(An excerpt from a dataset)
Start
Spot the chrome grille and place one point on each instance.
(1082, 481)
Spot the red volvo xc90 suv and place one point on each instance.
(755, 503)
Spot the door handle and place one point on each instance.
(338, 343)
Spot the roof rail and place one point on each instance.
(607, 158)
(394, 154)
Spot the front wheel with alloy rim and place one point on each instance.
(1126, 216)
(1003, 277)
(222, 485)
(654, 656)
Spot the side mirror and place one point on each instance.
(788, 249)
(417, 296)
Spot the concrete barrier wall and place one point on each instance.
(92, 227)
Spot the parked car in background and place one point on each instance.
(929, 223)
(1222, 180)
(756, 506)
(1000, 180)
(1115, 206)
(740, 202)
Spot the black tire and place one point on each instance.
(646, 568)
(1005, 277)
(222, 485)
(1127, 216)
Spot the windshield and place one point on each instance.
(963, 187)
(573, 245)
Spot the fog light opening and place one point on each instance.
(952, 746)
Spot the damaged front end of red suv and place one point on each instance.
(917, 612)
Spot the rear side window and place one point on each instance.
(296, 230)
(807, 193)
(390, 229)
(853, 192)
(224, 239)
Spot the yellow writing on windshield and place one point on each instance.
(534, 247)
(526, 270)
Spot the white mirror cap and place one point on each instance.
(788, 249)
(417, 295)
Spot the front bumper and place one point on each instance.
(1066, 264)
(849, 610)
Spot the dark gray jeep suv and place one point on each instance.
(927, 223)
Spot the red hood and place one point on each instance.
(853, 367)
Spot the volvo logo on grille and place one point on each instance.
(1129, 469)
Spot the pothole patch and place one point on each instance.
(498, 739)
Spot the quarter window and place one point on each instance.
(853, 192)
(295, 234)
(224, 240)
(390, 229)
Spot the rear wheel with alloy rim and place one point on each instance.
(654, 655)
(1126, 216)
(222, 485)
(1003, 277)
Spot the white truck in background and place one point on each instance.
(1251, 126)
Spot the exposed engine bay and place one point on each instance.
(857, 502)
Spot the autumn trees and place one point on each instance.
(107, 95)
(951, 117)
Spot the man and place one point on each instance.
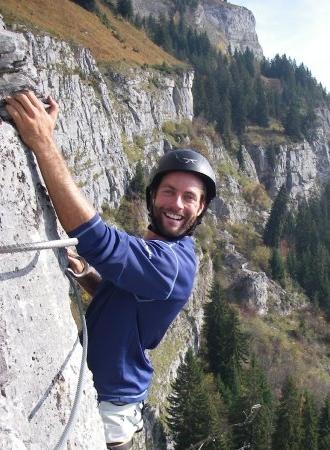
End
* TO DO
Reproduce all of the data above line for line, without any changes, and leave the pictures out of your output.

* FINISHED EXERCISE
Spot the chrome grille and place one point on each instance.
(1082, 481)
Spot the red volvo xc90 suv and place one point on each instance.
(755, 503)
Spot the door handle and place one point on each instance.
(338, 343)
Spot the roof rail and place one point on each instance.
(607, 158)
(394, 154)
Spot the front wheel with alloy rim and place one point on each instance.
(1126, 216)
(1003, 277)
(222, 485)
(654, 656)
Spot the side mirror and place one point on each instance.
(788, 249)
(417, 296)
Spot the concrete barrier wall and place one point on each instance.
(92, 227)
Spot the parked car in background and place one point on each instance.
(929, 223)
(1222, 180)
(756, 506)
(1000, 180)
(1115, 206)
(740, 202)
Spot the black tire and place one point on each instance.
(646, 568)
(1005, 277)
(222, 485)
(1127, 216)
Spot the windshield and place one point on each instance.
(963, 187)
(573, 245)
Spot the fog light opening and place one point on each instance.
(952, 746)
Spot the damaged front end of red suv and place one point on each instance.
(917, 612)
Spot the rear side window and place one point on each instance.
(296, 230)
(807, 193)
(390, 229)
(853, 192)
(224, 239)
Spot the yellow writing on windshield and place one point on each instance.
(534, 247)
(526, 270)
Spot the white mirror cap and place one point on each instance.
(788, 249)
(417, 295)
Spot the front bumper and place one point on each instance.
(1066, 264)
(849, 610)
Spot the dark gray jeep suv and place one point on each instance.
(927, 223)
Spot the red hood and place one point on each instance.
(853, 367)
Spot the volvo logo on grille and place one point on each instance.
(1129, 469)
Spot the pothole patch and place one point on each instance.
(498, 739)
Spot the quarter window and place one point on each instance.
(853, 192)
(295, 234)
(224, 240)
(390, 229)
Spot the rear wheel with alloy rim and place one point on each instance.
(654, 655)
(1126, 216)
(222, 485)
(1003, 277)
Spot the white truck in background and place one point on each instance.
(1251, 126)
Spot the exposed engine bay and place one point on each instance.
(857, 502)
Spot the autumn trees and place one point on each instance.
(107, 95)
(951, 117)
Spot the man and place one point on each instance.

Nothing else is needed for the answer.